Position annotation records:
<<<<

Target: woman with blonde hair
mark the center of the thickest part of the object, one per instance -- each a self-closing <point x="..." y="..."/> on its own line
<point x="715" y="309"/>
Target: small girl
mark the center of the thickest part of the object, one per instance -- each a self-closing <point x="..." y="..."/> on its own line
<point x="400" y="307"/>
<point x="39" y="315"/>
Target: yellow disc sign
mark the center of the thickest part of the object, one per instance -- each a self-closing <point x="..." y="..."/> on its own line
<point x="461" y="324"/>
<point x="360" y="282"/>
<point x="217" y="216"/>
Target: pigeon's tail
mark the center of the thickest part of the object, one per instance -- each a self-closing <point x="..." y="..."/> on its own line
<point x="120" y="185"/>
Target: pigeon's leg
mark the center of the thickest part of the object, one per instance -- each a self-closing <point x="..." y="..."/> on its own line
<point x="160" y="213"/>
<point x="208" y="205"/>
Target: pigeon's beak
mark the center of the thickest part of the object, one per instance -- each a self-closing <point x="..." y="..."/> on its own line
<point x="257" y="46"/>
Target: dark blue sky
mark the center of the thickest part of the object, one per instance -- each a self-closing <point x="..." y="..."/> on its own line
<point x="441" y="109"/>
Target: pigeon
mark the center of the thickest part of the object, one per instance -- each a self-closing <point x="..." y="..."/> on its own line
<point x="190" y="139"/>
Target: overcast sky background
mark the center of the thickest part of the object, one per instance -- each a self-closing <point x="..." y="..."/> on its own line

>>>>

Required work »
Convert every line of the data above into a numbered list, skipping any blank lines.

Response to this task »
1. Target: woman with blonde hair
2. mark the center of the thickest part of the object, one per instance -- each a self-closing <point x="..." y="..."/> on its own line
3. <point x="715" y="309"/>
4. Target: small girl
5. mark the center of the thickest part of the object, one per instance -- each a self-closing <point x="..." y="..."/> on its own line
6. <point x="400" y="307"/>
7. <point x="39" y="315"/>
8. Target: yellow disc sign
9. mark the center of the thickest part of the object, one per instance -- each a self-closing <point x="..." y="..."/> on its own line
10. <point x="461" y="324"/>
11. <point x="360" y="282"/>
12. <point x="217" y="216"/>
13. Target: pigeon's tail
14. mark the center of the thickest part of the object, one per instance -- each a self-closing <point x="..." y="..."/> on its own line
15. <point x="120" y="185"/>
16. Target: pigeon's leg
17. mark the center of the thickest part of the object, one per instance -- each a self-closing <point x="..." y="..."/> on its own line
18. <point x="160" y="213"/>
19. <point x="208" y="205"/>
20. Target: pigeon's beak
21. mark the center of the thickest part of the object, one per instance -- each a self-closing <point x="..." y="..."/> on its own line
22. <point x="257" y="46"/>
23. Target: dark blue sky
24. mark the center of the thickest part of the object, one per instance -- each a self-closing <point x="..." y="..."/> on its own line
25. <point x="441" y="109"/>
26. Target: pigeon
27. mark the center of the thickest part of the object, one per instance -- each a self-closing <point x="..." y="..."/> on its own line
28. <point x="190" y="139"/>
29. Target: overcast sky background
30. mark the center of the thickest part of the object, one per instance -- each a self-closing <point x="..." y="..."/> on its own line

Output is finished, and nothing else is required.